Stored dataset items:
****************************************
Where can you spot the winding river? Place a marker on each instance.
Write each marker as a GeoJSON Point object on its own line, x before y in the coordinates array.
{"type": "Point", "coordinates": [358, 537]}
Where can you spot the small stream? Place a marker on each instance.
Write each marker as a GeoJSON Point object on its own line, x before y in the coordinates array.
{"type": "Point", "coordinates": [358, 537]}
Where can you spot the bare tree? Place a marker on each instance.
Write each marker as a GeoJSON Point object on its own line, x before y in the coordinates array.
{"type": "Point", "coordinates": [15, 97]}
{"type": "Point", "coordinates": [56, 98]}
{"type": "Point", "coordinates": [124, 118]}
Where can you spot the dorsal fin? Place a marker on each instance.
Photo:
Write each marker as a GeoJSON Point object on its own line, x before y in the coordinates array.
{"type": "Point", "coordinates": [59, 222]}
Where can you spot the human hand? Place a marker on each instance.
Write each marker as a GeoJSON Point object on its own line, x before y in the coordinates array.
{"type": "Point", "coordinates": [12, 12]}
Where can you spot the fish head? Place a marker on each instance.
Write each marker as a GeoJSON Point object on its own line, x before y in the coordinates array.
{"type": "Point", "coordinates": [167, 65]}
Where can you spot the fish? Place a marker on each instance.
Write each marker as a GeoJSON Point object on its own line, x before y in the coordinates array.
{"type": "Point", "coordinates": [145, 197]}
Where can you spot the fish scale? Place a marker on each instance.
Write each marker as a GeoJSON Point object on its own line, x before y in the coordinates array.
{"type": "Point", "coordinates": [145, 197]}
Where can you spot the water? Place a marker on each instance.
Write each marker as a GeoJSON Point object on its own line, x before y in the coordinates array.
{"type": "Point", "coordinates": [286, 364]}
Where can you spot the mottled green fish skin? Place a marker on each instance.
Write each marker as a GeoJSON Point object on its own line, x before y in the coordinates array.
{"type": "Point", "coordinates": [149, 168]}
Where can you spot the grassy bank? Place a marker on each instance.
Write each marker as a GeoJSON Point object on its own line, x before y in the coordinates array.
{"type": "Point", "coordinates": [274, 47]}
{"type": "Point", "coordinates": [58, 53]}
****************************************
**Try it:** An exact copy of the lines above between the line holding "Where can you spot the fish head?" and the line holding "Where can you spot the fish scale?", inclusive, is the whole answer.

**Your response:**
Where can you spot the fish head? Place a marker on each instance.
Write each marker as a GeoJSON Point object on its own line, x before y in the coordinates array.
{"type": "Point", "coordinates": [167, 65]}
Where can you spot the fish? Place a marker on each instance.
Write each marker as a GeoJSON Point object on its own line, x before y in the coordinates array.
{"type": "Point", "coordinates": [145, 197]}
Where can you spot the fish scale? Place a marker on each instance.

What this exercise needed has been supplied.